__Trecho fornecido__
+---+

A DISCRICIONARIEDADE DO GESTOR NO QUE CONCERNE A EXIGÊNCIA DO EIA/RIMA: CONSIDERAÇÕES SOBRE A NATUREZA POLÍTICA DOS ATOS DA ADMINISTRAÇÃO PÚBLICA (PARTE 4/6)


 Para ler este artigo em partes, clique nos links abaixo:
| Parte 1 | Parte 2 | Parte 3 | Parte 4 | Parte 5 | Parte 6 |
Ou então clique aqui.


4 AS FONTES DO DIREITO
De acordo com Miguel Reale (2003, p. 2) a palavra Direito pode ser usada para designar tanto a realidade jurídica na qual estamos inseridos, o chamado Direito como fato social e histórico; quanto a ordem de conhecimentos jurídicos que o subsidiam, o denominado Direito como ciência ou Ciência do Direito. Mas independente de qual vertente estejamos tratando (fato social ou ciência) podemos dizer que o Direito corresponde

[…] à exigência essencial e indeclinável de uma convivência ordenada, pois nenhuma sociedade poderia subsistir sem um mínimo de ordem, de direção e solidariedade […] não se podendo conceber qualquer atividade social desprovida de forma e garantia jurídicas, nem qualquer regra jurídica que não se refira à sociedade (REALE, 2003, p. 3).

+---+

__Listagem__
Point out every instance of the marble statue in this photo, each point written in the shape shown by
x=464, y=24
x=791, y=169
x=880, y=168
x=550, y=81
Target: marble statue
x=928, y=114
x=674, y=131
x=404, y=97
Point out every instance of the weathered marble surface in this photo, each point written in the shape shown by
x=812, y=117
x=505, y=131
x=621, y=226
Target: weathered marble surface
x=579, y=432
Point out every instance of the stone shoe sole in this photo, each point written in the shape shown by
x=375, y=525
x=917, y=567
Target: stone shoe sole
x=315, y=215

+---+

__Pedido 1__
Organize em lista numerada a parte da listagem que começa na linha que contém "Point out every instance of the stone" e vai até o fim da listagem, com as duas pontas incluídas e sem as linhas em branco.
__Pedido 2__
Retome o trecho sobre as fontes do direito e continue a escrita a partir do ponto em que ele para.
O trecho e a listagem vêm de fontes diferentes.

__Resultado 1__
1. Point out every instance of the stone shoe sole in this photo, each point written in the shape shown by
2. x=375, y=525
3. x=917, y=567
4. Target: stone shoe sole
5. x=315, y=215

__Resultado 2__
Ainda segundo o autor, fonte do Direito é aquilo que está na sua origem, na sua motivação. Trata-se dos meios pelos quais as regras se positivam, se formalizam, sendo o Direito o resultado de um complexo conjunto de fatores (REALE, 2003, p. 140).

Já Rodrigues (2019) sinaliza que não há consenso na Ciência do Direito sobre quantas ou quais seriam essas fontes, mas a Quadro 1 abaixo mostra um compilado que, segundo o mesmo, se apresenta de forma bastante presente na literatura jurídica.
 

Quadro 1: Fontes do Direito.



 

 

 

Fonte: Adaptado de Rodrigues, 2019.


4.1. Doutrina Jurídica
Das fontes mostradas acima, vamos nos ater, neste momento, à Doutrina, pela sua importância em face a tese que neste trabalho está sendo defendida.

Maria Helena Diniz (2008, p. 323) explica que a Doutrina é formada pela atividade dos juristas, ou seja, pelos ensinamentos dos professores, pelos pareceres dos jurisconsultos, pelas opiniões dos tratadistas”. Trata-se do “resultado do pensamento sistematizado sobre determinado problema, com a finalidade precípua de ensinar, impondo […] um pensamento tido como correto por determinado ponto de vista ou grupo”.  Ela acrescenta também que a doutrina, enquanto resultado da atividade científico-jurídica, serve ao propósito de facilitar e orientar a aplicação do direito, adequando os dispositivos legais aos fins que devem ser perseguidos, mediante a emissão de “juízos de valor sobre o conteúdo da ordem jurídica” (DINIZ, p. 324, 325).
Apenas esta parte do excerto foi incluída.